EXTRACT:
I have a data frame 'math.numeric' with 32 variables. Each row represents a student and each variable is an attribute. The students have been put into 5 groups based on their final grade.
The data looks as follows:
head(math.numeric)
school sex age address famsize Pstatus Medu Fedu Mjob Fjob reason ... group
1 1 18 2 1 1 4 4 1 5 1 2
1 1 17 2 1 2 1 1 1 3 1 2
1 1 15 2 2 2 1 1 1 3 3 3
1 1 15 2 1 2 4 2 2 4 2 4
1 1 16 2 1 2 3 3 3 3 2 3
1 2 16 2 2 2 4 3 4 3 4 4
I am performing t-tests on each variable for group 1 vs. all the other groups to identify significantly different attributes with this group. I am looking to pull out the p-values for each test such as:
t.test(subset(math.numeric$school, math.numeric$group == 1),
subset(math.numeric$school, math.numeric$group != 1))$p.value
t.test(subset(math.numeric$sex, math.numeric$group == 1),
subset(math.numeric$sex, math.numeric$group != 1))$p.value
t.test(subset(math.numeric$age, math.numeric$group == 1),
subset(math.numeric$age, math.numeric$group != 1))$p.value
I have been trying to figure out how I can create a loop to do this instead of writing out each test one at a time. I have tried a for loop, and lapply, but so far I have not had any luck.
I am fairly new to this, so any help would be appreciated.

STORED RECORDS:
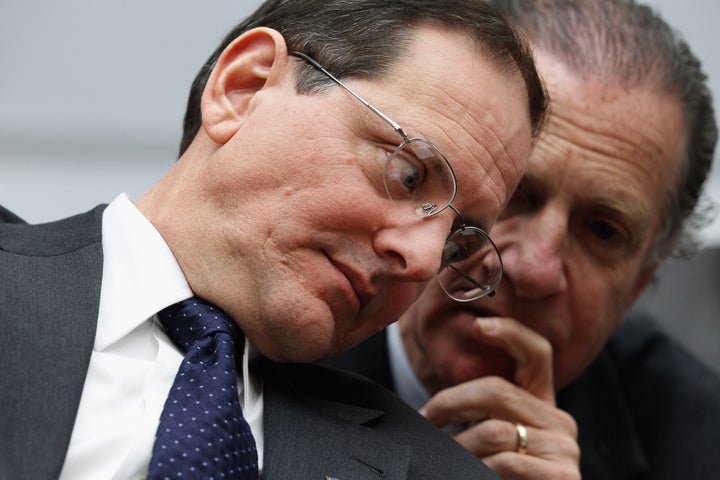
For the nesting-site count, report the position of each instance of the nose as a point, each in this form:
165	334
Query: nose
532	250
414	249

WHAT THE EXERCISE ASKS: Write the next portion of the forum post on looping t-tests in R, beginning immediately after its final sentence. The entries bear no relation to the forum post on looping t-tests in R.

RESPONSE BELOW:
Courtney
Your example data is not sufficient to actually carry out t-tests on all subgroups. For that reason, I take the iris
dataset, which contains 3 species of plants: Setosa, Versicolor, and Virginica. These are my groups. You will have to adjust your code accordingly. Below I show how to test one groups versus all other groups, one group versus each other group, and all combinations of individual groups.
One group versus all other groups combined:
First, let's say I want to compare Versicolor and Virginica to Setosa, i.e. Setosa is my group 1
to which all other groups should be compared. An easy way to achieve what you want is the following:
sapply(names(iris)[-ncol(iris)], function(x){
t.test(iris[iris$Species=="setosa", x],
iris[iris$Species!="setosa", x])$p.value
})
Sepal.Length Sepal.Width Petal.Length Petal.Width
7.709331e-32 1.035396e-13 1.746188e-69 1.347804e-60
Here, I have supplied the names of the different variables in the dataset names(iris)
- exlcuding the column indicating the grouping variable [-ncol(iris)]
(since it is the last column) - as vector to sapply
, which passes the corresponding names as arguments to the function that I have defined.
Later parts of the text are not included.